-- EXERCISE DETAILS --
Gather every line in the listing below that contains the word "shorts" and copy each one in full.
* Begin DATA IN THIS EXERCISE *
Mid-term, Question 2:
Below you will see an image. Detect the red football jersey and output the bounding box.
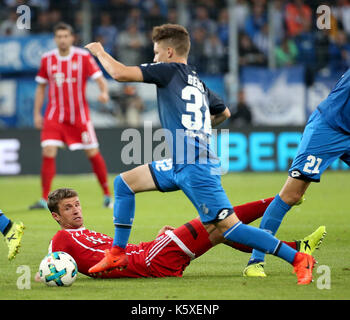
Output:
[49,219,212,278]
[35,46,102,124]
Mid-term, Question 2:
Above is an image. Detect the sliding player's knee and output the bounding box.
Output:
[114,175,134,197]
[280,191,304,206]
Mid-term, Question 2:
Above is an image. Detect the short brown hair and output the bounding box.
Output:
[152,23,191,57]
[53,22,74,34]
[47,188,78,214]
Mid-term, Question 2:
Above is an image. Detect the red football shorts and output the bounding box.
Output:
[146,219,212,277]
[40,119,98,151]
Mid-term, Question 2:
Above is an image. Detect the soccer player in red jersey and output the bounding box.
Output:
[35,188,322,278]
[30,23,111,209]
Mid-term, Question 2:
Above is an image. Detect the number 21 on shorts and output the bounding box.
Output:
[303,155,322,174]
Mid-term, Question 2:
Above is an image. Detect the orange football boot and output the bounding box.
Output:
[88,247,128,273]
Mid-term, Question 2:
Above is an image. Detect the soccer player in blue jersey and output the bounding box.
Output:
[0,209,24,260]
[86,24,315,284]
[243,69,350,277]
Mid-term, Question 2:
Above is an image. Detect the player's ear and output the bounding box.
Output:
[167,47,175,59]
[51,212,60,223]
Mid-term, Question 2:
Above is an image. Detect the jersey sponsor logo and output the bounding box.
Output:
[199,203,209,214]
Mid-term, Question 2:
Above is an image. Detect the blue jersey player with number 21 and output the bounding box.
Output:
[86,24,315,284]
[244,69,350,277]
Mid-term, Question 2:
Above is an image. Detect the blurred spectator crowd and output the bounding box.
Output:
[0,0,350,77]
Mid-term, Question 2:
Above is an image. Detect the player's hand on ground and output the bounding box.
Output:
[98,92,109,103]
[34,114,43,129]
[85,42,104,56]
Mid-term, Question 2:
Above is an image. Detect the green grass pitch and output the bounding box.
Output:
[0,171,350,300]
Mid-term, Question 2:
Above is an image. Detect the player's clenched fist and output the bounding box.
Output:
[85,42,104,56]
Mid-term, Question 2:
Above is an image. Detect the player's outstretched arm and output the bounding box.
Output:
[85,42,143,82]
[211,107,231,127]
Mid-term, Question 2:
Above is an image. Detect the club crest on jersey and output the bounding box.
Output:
[53,72,65,87]
[81,131,91,144]
[218,209,233,220]
[200,203,209,214]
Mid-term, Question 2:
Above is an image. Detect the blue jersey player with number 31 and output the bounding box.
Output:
[86,24,315,284]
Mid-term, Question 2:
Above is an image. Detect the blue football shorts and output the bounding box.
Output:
[149,159,233,223]
[288,109,350,182]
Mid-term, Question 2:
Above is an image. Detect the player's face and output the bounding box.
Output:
[153,42,169,62]
[55,30,74,51]
[53,197,84,229]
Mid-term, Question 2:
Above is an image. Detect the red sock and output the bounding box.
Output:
[226,197,296,252]
[233,197,274,224]
[89,152,110,196]
[41,156,56,200]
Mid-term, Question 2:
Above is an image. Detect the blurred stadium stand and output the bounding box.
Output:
[0,0,350,128]
[0,0,350,174]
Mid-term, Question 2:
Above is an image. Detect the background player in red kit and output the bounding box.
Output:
[30,23,111,209]
[35,189,324,278]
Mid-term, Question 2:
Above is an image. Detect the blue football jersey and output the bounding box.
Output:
[318,69,350,134]
[140,63,226,168]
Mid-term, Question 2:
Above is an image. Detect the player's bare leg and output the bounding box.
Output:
[84,148,112,208]
[29,145,58,210]
[279,177,310,206]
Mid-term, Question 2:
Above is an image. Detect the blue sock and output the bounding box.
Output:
[0,210,11,235]
[223,221,297,263]
[113,175,135,248]
[248,195,291,264]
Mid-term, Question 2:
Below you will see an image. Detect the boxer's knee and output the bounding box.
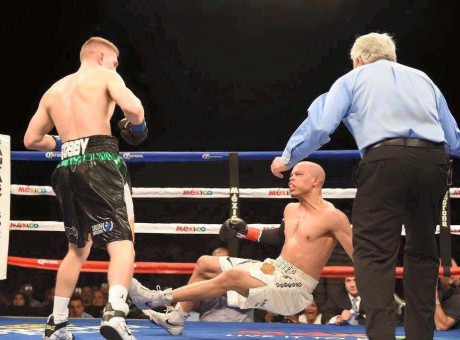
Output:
[195,255,222,279]
[218,269,243,290]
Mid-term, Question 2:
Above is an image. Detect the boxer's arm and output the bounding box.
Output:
[219,218,284,245]
[24,94,57,151]
[331,210,353,261]
[107,72,144,125]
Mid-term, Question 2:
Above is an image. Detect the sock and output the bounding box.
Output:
[109,285,129,314]
[53,296,70,324]
[161,288,177,306]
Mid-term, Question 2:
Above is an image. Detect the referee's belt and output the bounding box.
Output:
[367,138,444,151]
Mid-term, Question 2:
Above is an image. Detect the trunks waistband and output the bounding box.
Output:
[273,256,318,293]
[61,135,120,160]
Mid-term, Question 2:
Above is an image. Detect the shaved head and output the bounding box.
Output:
[80,37,120,60]
[292,161,326,188]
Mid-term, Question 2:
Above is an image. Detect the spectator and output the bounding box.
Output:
[299,299,321,325]
[265,311,300,323]
[91,290,107,307]
[81,286,93,306]
[69,294,94,319]
[321,277,365,325]
[434,260,460,331]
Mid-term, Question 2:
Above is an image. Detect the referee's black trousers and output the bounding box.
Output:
[352,146,449,340]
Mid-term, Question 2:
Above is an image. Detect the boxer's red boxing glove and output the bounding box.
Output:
[219,217,261,242]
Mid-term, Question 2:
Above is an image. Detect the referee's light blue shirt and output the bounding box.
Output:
[282,59,460,168]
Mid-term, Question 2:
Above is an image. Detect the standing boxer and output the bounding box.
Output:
[24,37,147,339]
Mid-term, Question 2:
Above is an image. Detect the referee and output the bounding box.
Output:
[271,33,460,340]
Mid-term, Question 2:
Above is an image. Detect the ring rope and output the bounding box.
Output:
[11,184,460,199]
[8,256,460,278]
[10,220,460,236]
[11,150,361,162]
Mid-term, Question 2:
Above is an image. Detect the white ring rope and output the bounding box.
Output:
[10,184,460,235]
[11,184,460,199]
[10,220,460,236]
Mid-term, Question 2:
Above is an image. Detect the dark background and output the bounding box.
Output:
[0,0,460,306]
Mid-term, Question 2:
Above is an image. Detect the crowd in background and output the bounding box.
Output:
[0,244,460,330]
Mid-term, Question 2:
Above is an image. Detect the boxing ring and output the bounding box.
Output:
[0,136,460,339]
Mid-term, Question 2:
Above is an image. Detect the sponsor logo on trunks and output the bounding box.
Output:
[18,185,50,194]
[268,190,290,196]
[122,152,144,159]
[61,138,89,159]
[45,151,61,158]
[10,222,40,229]
[66,227,78,238]
[201,153,223,159]
[182,189,214,196]
[276,282,302,288]
[254,299,268,307]
[176,225,206,233]
[91,221,113,235]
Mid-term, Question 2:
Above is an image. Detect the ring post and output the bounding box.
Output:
[0,135,11,280]
[228,152,240,257]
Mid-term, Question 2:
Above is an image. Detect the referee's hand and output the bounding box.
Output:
[270,157,289,178]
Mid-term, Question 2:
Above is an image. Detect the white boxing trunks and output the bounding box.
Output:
[220,256,318,316]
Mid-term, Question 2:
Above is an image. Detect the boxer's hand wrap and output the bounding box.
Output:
[219,218,261,242]
[51,136,62,151]
[118,118,149,145]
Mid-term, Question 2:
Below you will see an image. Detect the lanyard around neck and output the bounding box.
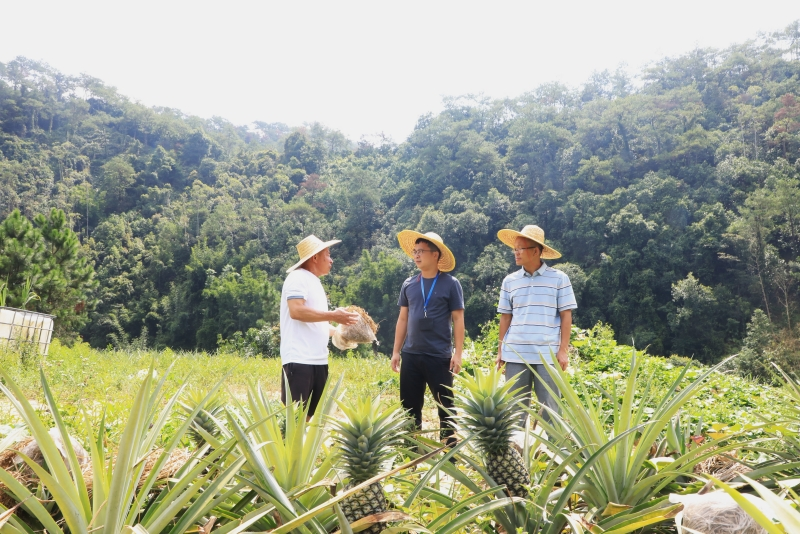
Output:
[419,272,439,318]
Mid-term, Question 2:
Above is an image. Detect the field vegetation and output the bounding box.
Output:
[0,323,800,534]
* End DATA IN THIS EXERCISE *
-- THE REPLY --
Above is an image. Detect the red football shorts and output the bounding box.
Above is an image. Detect the number 21 on shorts and output the bounding box.
Above is an image. Detect the blue football shorts and output the bounding box.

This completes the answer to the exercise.